- Task prompt
Reproduce word for word the rows starting at the one containing "200), (420, 204)]" and ending at the one containing "197), (180, 199)]]", including both of those rows.

- Entries shown
┌────────

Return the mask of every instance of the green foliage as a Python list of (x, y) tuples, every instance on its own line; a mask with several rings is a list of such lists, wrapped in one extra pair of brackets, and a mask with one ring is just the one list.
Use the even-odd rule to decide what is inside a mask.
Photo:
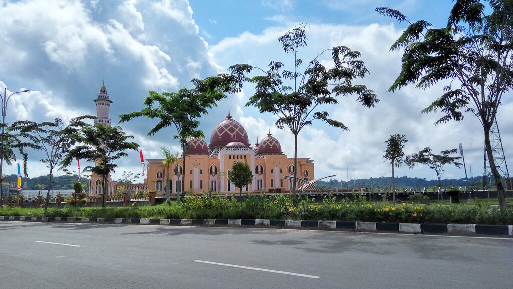
[(426, 204), (429, 202), (429, 197), (422, 193), (415, 193), (408, 196), (408, 200), (420, 204)]
[[(208, 114), (209, 109), (216, 106), (216, 101), (226, 97), (221, 90), (212, 88), (209, 85), (211, 82), (208, 79), (204, 81), (193, 79), (192, 82), (196, 84), (195, 88), (182, 88), (177, 93), (160, 94), (150, 91), (149, 96), (144, 100), (146, 107), (140, 112), (120, 115), (120, 123), (141, 116), (159, 120), (157, 125), (148, 133), (150, 136), (165, 128), (175, 128), (176, 135), (173, 137), (180, 142), (184, 153), (183, 166), (185, 172), (187, 140), (191, 137), (205, 137), (203, 132), (198, 130), (200, 118)], [(185, 183), (184, 179), (182, 182), (182, 191), (184, 190)], [(180, 195), (178, 197), (180, 199)]]
[(447, 164), (452, 164), (457, 168), (460, 168), (462, 164), (457, 161), (457, 160), (461, 158), (461, 156), (451, 156), (450, 155), (454, 153), (457, 153), (457, 149), (442, 151), (440, 153), (442, 154), (433, 154), (431, 152), (431, 148), (427, 147), (421, 150), (418, 153), (406, 156), (406, 162), (410, 168), (415, 167), (417, 163), (429, 166), (430, 169), (432, 169), (436, 172), (439, 185), (441, 187), (441, 175), (444, 171), (444, 166)]
[(75, 183), (73, 184), (73, 189), (75, 193), (80, 193), (82, 191), (82, 184), (80, 183)]
[(426, 89), (447, 81), (441, 95), (422, 112), (441, 111), (444, 115), (437, 124), (461, 121), (464, 112), (479, 119), (499, 207), (504, 209), (506, 193), (489, 135), (502, 97), (513, 88), (513, 2), (455, 1), (447, 25), (439, 28), (424, 21), (410, 22), (399, 10), (388, 7), (376, 11), (410, 24), (390, 48), (404, 52), (401, 72), (389, 91), (410, 84)]
[[(369, 73), (360, 53), (346, 46), (326, 49), (303, 65), (298, 49), (306, 46), (306, 24), (300, 24), (278, 38), (283, 51), (293, 57), (290, 70), (282, 62), (271, 61), (268, 68), (250, 64), (239, 64), (229, 68), (235, 82), (235, 91), (243, 84), (255, 84), (256, 92), (249, 98), (246, 106), (255, 106), (261, 113), (271, 113), (277, 117), (275, 125), (280, 129), (287, 129), (294, 136), (294, 167), (297, 167), (297, 137), (305, 127), (314, 120), (319, 120), (330, 127), (348, 131), (343, 123), (329, 118), (327, 111), (322, 111), (326, 105), (336, 105), (337, 97), (356, 95), (359, 102), (367, 107), (373, 107), (379, 100), (374, 92), (362, 84), (352, 82), (364, 78)], [(332, 66), (328, 68), (319, 59), (325, 52), (331, 51)], [(254, 71), (263, 75), (251, 78)], [(292, 196), (294, 202), (297, 172), (294, 171)]]
[[(121, 128), (111, 128), (100, 123), (83, 125), (80, 131), (70, 137), (76, 145), (67, 152), (61, 165), (63, 167), (69, 166), (73, 160), (77, 158), (96, 162), (97, 165), (86, 167), (84, 170), (102, 176), (103, 195), (106, 195), (107, 175), (117, 167), (115, 162), (121, 157), (128, 156), (125, 150), (137, 150), (139, 147), (137, 143), (127, 141), (133, 137), (127, 136)], [(103, 198), (103, 207), (105, 207), (106, 201), (107, 198)]]
[(245, 160), (236, 161), (232, 166), (232, 170), (228, 176), (228, 179), (240, 190), (242, 195), (242, 188), (253, 181), (254, 175), (251, 172), (251, 168)]
[(393, 166), (399, 167), (402, 163), (404, 158), (404, 145), (408, 142), (406, 136), (404, 135), (394, 134), (390, 136), (390, 138), (385, 142), (386, 143), (386, 150), (383, 157), (385, 160), (390, 161)]

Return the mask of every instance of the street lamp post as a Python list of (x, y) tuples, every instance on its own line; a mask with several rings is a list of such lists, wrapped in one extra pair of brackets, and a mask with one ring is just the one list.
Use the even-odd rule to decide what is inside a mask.
[[(11, 97), (13, 95), (18, 93), (28, 93), (30, 91), (30, 89), (25, 89), (21, 92), (13, 93), (8, 97), (6, 97), (6, 96), (7, 91), (7, 88), (4, 87), (3, 98), (2, 98), (2, 95), (0, 95), (0, 99), (2, 100), (2, 135), (1, 136), (0, 136), (0, 137), (2, 138), (1, 143), (0, 143), (0, 208), (2, 208), (2, 199), (4, 195), (4, 186), (2, 184), (2, 179), (3, 178), (2, 177), (2, 165), (4, 164), (4, 133), (5, 129), (5, 113), (7, 110), (7, 101), (9, 101), (9, 99), (11, 98)], [(8, 195), (9, 195), (8, 189), (7, 191), (7, 194)]]

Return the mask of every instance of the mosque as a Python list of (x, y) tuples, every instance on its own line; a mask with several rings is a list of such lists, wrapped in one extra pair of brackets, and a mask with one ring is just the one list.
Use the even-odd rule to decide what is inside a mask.
[[(110, 127), (111, 120), (109, 112), (112, 101), (107, 93), (105, 84), (94, 102), (96, 108), (94, 123)], [(193, 190), (196, 194), (209, 189), (219, 193), (239, 191), (228, 179), (233, 163), (238, 160), (247, 161), (254, 175), (252, 183), (243, 188), (243, 191), (279, 192), (292, 189), (290, 176), (294, 174), (294, 158), (287, 157), (282, 152), (280, 142), (268, 132), (260, 143), (252, 147), (246, 130), (230, 115), (229, 109), (226, 119), (214, 129), (209, 144), (199, 138), (191, 139), (188, 143), (189, 147), (185, 152), (187, 171), (184, 172), (182, 167), (183, 156), (179, 159), (177, 164), (170, 164), (165, 171), (172, 172), (170, 177), (173, 193), (182, 192), (182, 182), (185, 182), (186, 191)], [(129, 192), (158, 191), (160, 194), (157, 195), (163, 194), (166, 177), (163, 160), (147, 159), (148, 169), (144, 183), (125, 186), (124, 190)], [(297, 177), (301, 183), (298, 182), (297, 188), (305, 183), (303, 180), (313, 179), (313, 161), (309, 158), (298, 157), (298, 167)], [(92, 174), (89, 180), (90, 195), (101, 193), (101, 176)], [(108, 194), (112, 194), (122, 185), (113, 182), (109, 174)]]
[[(226, 193), (239, 192), (228, 180), (233, 163), (247, 161), (254, 177), (252, 183), (243, 188), (243, 192), (286, 192), (292, 189), (292, 180), (283, 178), (293, 175), (294, 158), (287, 157), (282, 152), (276, 138), (267, 133), (260, 143), (252, 147), (244, 128), (230, 115), (221, 121), (212, 132), (209, 144), (204, 139), (192, 138), (185, 152), (184, 172), (183, 157), (173, 164), (170, 172), (173, 193), (181, 192), (181, 182), (185, 179), (186, 191), (194, 193), (211, 189), (213, 192)], [(163, 159), (147, 159), (147, 183), (150, 191), (157, 190), (163, 193), (165, 184)], [(298, 158), (298, 178), (308, 181), (313, 179), (313, 162), (309, 158)], [(170, 165), (170, 166), (171, 165)], [(185, 177), (185, 179), (184, 179)], [(304, 183), (304, 182), (303, 182)], [(297, 188), (301, 187), (298, 182)]]

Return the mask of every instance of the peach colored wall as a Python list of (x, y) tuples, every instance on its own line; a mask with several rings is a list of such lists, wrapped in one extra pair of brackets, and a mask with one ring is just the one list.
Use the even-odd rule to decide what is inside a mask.
[[(233, 165), (233, 163), (238, 160), (244, 160), (244, 154), (243, 155), (242, 158), (240, 157), (241, 154), (239, 154), (239, 158), (230, 158), (229, 155), (226, 155), (224, 156), (224, 164), (225, 170), (227, 171), (226, 168), (231, 168)], [(237, 154), (231, 154), (231, 155), (238, 155)], [(249, 155), (246, 155), (246, 159), (245, 159), (248, 164), (251, 164), (251, 160), (249, 158), (250, 156)], [(306, 160), (308, 159), (306, 158), (298, 158), (298, 177), (303, 178), (303, 171), (305, 169), (308, 170), (308, 178), (309, 180), (313, 179), (314, 178), (314, 171), (313, 171), (313, 164), (310, 162), (308, 163)], [(218, 192), (219, 193), (226, 193), (228, 189), (228, 176), (226, 175), (227, 172), (222, 172), (220, 164), (220, 159), (217, 156), (214, 157), (209, 157), (208, 155), (187, 155), (186, 158), (186, 171), (184, 172), (185, 176), (185, 190), (186, 191), (188, 191), (191, 189), (191, 180), (193, 182), (193, 186), (195, 185), (195, 181), (198, 182), (198, 188), (195, 189), (195, 194), (201, 194), (203, 191), (207, 191), (209, 188), (210, 187), (210, 180), (212, 178), (214, 178), (216, 181), (216, 187)], [(182, 158), (179, 159), (178, 164), (180, 165), (182, 165), (183, 160)], [(264, 171), (264, 177), (263, 178), (262, 186), (263, 188), (265, 189), (266, 191), (268, 191), (269, 189), (280, 189), (282, 192), (286, 192), (288, 190), (288, 180), (286, 179), (283, 180), (283, 186), (280, 184), (280, 180), (281, 179), (281, 177), (282, 176), (287, 175), (288, 174), (287, 169), (288, 166), (290, 164), (293, 164), (294, 159), (293, 158), (287, 157), (287, 156), (284, 154), (281, 155), (267, 155), (264, 156), (263, 157), (256, 158), (255, 159), (255, 166), (260, 164), (263, 167)], [(212, 177), (209, 173), (210, 167), (211, 165), (215, 165), (218, 167), (218, 174), (215, 177)], [(173, 164), (173, 167), (171, 168), (171, 172), (174, 172), (174, 166), (176, 164)], [(274, 180), (274, 166), (277, 166), (278, 170), (281, 169), (281, 172), (278, 173), (278, 177), (277, 182)], [(194, 176), (194, 168), (198, 168), (198, 171), (199, 172), (197, 178), (195, 180)], [(163, 172), (163, 173), (164, 166), (161, 164), (148, 164), (148, 189), (150, 191), (154, 191), (155, 190), (155, 184), (156, 181), (156, 173), (159, 171)], [(273, 173), (271, 174), (270, 172), (271, 169), (273, 169)], [(193, 170), (193, 173), (191, 174), (191, 170)], [(203, 173), (199, 173), (201, 171), (203, 171)], [(223, 182), (224, 182), (225, 185), (225, 191), (221, 192), (221, 176), (223, 173), (225, 175), (223, 177)], [(174, 173), (171, 174), (171, 177), (173, 179), (173, 188), (174, 188), (175, 186), (175, 180), (174, 178)], [(165, 175), (163, 175), (162, 180), (164, 181), (165, 179)], [(272, 188), (271, 187), (271, 179), (273, 180), (273, 184)], [(201, 187), (201, 184), (203, 181), (203, 188)], [(299, 187), (300, 186), (298, 186), (297, 187)], [(251, 190), (250, 188), (250, 190)]]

└────────

- Result below
[(426, 204), (429, 202), (429, 197), (422, 193), (415, 193), (408, 196), (408, 200), (420, 204)]
[[(208, 114), (209, 109), (216, 106), (216, 101), (226, 97), (221, 90), (212, 88), (209, 85), (211, 82), (208, 79), (204, 81), (193, 79), (192, 82), (196, 84), (195, 88), (182, 88), (177, 93), (160, 94), (150, 91), (149, 96), (144, 100), (146, 107), (140, 112), (120, 115), (120, 123), (141, 116), (159, 120), (157, 125), (148, 133), (150, 136), (165, 128), (175, 128), (176, 135), (173, 137), (180, 142), (184, 153), (183, 166), (185, 172), (187, 140), (191, 137), (205, 137), (203, 132), (198, 130), (200, 118)], [(185, 183), (184, 179), (182, 182), (182, 191), (184, 190)], [(180, 195), (178, 197), (180, 199)]]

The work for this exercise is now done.